— START Passage provided —
My ultimate goal is to make a robot that maps its environment, knows where it is and can navigate its environment on its own. Previous experiments have learned me that lots of obstacles have to be overcome to achieve this goal. One of them is combining sensory input. For example, I want to know which way my robot is facing. I do have both a compass and a gyro sensor. The readings of the compass sensor are not very precise and do suffer from magnetical disturbances (motors, NXT, metal objects). The gyro readings do not suffer from magnetical disturbances. But it only gives me an idea of the change in direction. Not the direction itself. One can integrate these changes to an overall change in respect to the start position. But then small errors in every reading will add up to a forever growing error. It would be nice to combine both sensors so that one sensor corrects the error from the other sensor. The Kalman filter promises to do so. This filter however is hard to understand and implement. As a consequence there is a lot of talk about it in the NXT community but it is seldom used. I’ve set myself the goal of understanding the filter and implement it for the set up described above. This and later posts will document my quest. Sometimes I’ll take things for granted, sometimes I’ll simplify things when a statistician wouldn’t. Sometimes I might be wrong.
The basic ideas behind the filter are simple.
- Sensors are never very precise. Each sensor has an error. This tells you how precise this sensor is. When the compass reads 15 degrees north it could also be 14 or 16.
- Two sensors combined give more precise information than a single sensor. When two compasses give me different reading the truth might be somewhere in the middle.
- If you know how things were, then you have a better understanding of how things are. When the last observation from the compass was 13 and the current one is 15 then the true heading is more likely to be below 15 than over 15.
- If you know how things changed from the last observation to the current one you can even better predict the current situation. If the robot is turning clockwise it is likely that the current heading should be more than the last time it was calculated.
It is not hard to find the formulas used with the Kalman filter, check Wikipedia (although I do suspect there is an error in the formulas there) or this excellent course. It was hard for me to understand those formulas however. There were two things I had to understand. One was matrix calculus, the second was the meaning of all the scalars and matrices that are in the equations. But there is some good news. Matrix calculus is not too difficult, some of us will have had it in high school, if not, there are just a few tricks to learn, addition (+), multiplication (*) and inversion (1/matrix). There is even more good news, not all matrices have to be understood. Some can be ignored in the simple situation I am dealing with, others can be taken for granted without understanding them.
The only formulas of importance are those under Predict and Update in the Wikipedia article. The other formulas will not make it to code. Lets examine what goes into the formulas first and what the formulas actually do afterwards.
he first thing to understand is the state. This is the x with a hat. The state describes the important properties of your robot. Important in this context I mean, what is it we want to know about the robot? In my case it is the heading of the robot (what way is it pointing at) and its rate of turn (how fast is it turning and in what direction). So the state contains two items in my case. But in other situations it can be totally different things that go into the state. This is very important to understand. The Kalman filter is not a ready made filter that accepts a number as input and gives another number as output. You have to design your Kalman filter yourself, fitting it for your situation and problem.
The state is a scalar (a vector with just one column) and in my case it has just two items heading and rate of turn.
With the Kalman filter the state comes in different flavours.
– there are state scalars associated with the current and with the previous observations. These are denoted as Xk and Xk-1 respectively.
— END Passage provided —
— START Data records —
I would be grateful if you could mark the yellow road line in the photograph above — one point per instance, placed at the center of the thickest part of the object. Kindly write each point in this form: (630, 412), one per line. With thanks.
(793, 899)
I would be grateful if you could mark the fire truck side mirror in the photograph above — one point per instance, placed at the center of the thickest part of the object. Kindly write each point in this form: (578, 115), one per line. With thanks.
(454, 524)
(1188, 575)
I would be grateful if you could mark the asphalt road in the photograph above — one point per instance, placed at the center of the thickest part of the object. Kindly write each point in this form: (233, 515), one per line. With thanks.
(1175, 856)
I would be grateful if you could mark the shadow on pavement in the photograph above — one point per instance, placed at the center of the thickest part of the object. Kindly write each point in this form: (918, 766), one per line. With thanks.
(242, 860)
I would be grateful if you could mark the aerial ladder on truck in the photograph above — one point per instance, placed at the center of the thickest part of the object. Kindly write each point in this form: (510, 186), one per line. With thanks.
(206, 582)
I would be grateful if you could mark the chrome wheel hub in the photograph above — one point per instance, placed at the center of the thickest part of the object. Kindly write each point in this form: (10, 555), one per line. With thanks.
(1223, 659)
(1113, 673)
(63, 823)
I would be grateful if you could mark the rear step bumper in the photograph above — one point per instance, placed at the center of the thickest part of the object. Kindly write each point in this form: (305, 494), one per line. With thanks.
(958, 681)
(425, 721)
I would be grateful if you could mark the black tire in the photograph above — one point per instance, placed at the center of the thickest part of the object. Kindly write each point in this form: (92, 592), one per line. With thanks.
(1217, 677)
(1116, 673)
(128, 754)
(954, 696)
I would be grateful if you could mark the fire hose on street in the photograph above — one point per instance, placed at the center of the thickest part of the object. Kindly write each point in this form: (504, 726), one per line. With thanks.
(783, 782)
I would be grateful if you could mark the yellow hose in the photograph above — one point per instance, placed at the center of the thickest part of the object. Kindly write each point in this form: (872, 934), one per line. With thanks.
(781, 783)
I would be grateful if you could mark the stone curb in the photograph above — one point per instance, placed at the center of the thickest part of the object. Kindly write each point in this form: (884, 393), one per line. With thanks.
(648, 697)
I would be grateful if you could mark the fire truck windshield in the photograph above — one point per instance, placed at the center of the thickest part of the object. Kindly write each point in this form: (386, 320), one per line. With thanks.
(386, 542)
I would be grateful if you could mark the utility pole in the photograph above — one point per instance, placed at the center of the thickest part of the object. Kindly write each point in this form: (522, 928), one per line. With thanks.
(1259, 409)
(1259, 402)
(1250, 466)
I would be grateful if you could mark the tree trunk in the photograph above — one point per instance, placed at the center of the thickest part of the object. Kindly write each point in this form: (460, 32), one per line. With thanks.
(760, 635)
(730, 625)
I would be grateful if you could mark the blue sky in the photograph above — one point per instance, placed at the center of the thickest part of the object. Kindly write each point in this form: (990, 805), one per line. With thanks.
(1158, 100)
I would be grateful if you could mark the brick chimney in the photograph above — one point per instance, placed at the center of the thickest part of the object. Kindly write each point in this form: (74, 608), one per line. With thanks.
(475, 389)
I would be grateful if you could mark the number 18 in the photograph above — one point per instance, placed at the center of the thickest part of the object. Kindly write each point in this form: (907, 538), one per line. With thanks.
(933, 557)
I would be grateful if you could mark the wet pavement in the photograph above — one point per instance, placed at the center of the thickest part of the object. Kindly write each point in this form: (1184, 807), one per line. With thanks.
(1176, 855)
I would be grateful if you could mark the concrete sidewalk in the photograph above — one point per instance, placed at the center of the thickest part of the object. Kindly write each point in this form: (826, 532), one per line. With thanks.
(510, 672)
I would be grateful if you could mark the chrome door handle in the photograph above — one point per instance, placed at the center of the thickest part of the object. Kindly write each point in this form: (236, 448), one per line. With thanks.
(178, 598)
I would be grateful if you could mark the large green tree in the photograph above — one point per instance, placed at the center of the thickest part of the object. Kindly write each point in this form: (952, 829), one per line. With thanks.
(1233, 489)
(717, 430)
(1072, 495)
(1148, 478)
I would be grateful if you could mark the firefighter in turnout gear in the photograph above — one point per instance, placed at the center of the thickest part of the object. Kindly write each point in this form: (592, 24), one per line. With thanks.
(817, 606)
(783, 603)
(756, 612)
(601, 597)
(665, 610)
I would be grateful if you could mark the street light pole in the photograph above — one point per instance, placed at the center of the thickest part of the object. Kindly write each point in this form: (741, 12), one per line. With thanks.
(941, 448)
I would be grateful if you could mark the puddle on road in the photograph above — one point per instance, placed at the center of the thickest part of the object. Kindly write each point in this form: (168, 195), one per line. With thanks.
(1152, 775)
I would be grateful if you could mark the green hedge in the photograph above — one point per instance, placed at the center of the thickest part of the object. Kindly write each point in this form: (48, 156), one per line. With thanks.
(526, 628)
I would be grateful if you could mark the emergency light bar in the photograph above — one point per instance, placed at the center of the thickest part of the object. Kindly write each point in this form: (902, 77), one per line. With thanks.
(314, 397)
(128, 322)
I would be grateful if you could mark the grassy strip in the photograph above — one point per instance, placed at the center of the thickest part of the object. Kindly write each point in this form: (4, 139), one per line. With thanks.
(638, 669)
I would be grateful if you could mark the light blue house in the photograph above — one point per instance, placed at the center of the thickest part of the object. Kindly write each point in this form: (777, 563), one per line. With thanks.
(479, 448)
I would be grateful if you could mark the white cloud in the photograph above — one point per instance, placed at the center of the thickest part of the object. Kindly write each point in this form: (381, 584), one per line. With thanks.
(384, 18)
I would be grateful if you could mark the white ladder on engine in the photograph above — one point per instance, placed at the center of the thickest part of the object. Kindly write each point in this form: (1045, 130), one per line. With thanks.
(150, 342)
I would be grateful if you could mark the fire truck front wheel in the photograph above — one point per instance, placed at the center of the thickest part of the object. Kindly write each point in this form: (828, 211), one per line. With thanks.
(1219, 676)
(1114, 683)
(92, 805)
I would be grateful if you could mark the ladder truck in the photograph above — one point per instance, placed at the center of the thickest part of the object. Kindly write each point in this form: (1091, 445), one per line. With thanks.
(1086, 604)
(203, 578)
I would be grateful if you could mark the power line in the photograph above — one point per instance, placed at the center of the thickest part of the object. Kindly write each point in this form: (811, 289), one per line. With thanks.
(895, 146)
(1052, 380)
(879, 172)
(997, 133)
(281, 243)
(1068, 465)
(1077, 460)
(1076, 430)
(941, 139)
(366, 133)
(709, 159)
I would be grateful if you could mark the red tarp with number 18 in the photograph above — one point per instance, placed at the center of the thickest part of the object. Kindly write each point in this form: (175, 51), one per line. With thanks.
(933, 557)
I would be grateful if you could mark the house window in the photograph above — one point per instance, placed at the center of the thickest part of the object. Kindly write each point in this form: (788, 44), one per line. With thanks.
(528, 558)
— END Data records —
- [Given instruction 1]:
Answer these questions about the passage on the Kalman filter:
(a) What causes the magnetical disturbances that affect the compass readings?
(b) Under which two headings in the Wikipedia article are the only formulas of importance found?
(c) What two items does the state contain in the author's case?
- [Given instruction 2]:
Write the next part of the passage on the Kalman filter, picking up after its final sentence.

- [Task output 1]:
(a) Motors, the NXT and metal objects.
(b) Predict and Update.
(c) The heading of the robot and its rate of turn.

- [Task output 2]:
– The a priory state vector. This holds the predicted state. The prediction is based on the previous state (and transition) only. It does not take sensory input nor control input in account. It is denoted as Xk-1|k-1 for the previous observation and as Xk|k-1 for the current observation.
– The a posteriori state vector. This one describes the prediction of the filter when taking sensory input and control input into account. It is denoted as Xk-1|k for the previous observation and as Xk|k for the current observation. This is my state vector:
|Rate of turn|
(When one knows the number of rows in the state vector one also knows the dimensions of most of the other vectors. These all have the same number of rows, also the number of columns equals the number of rows in the state vector. (this probably isn’t always true but in this simple case it is.))
There is another element in the filter that looks very much like the state vector. This element is called the observation and written down as Z. It holds the input from the sensors. In my case it holds compass and gyro readings.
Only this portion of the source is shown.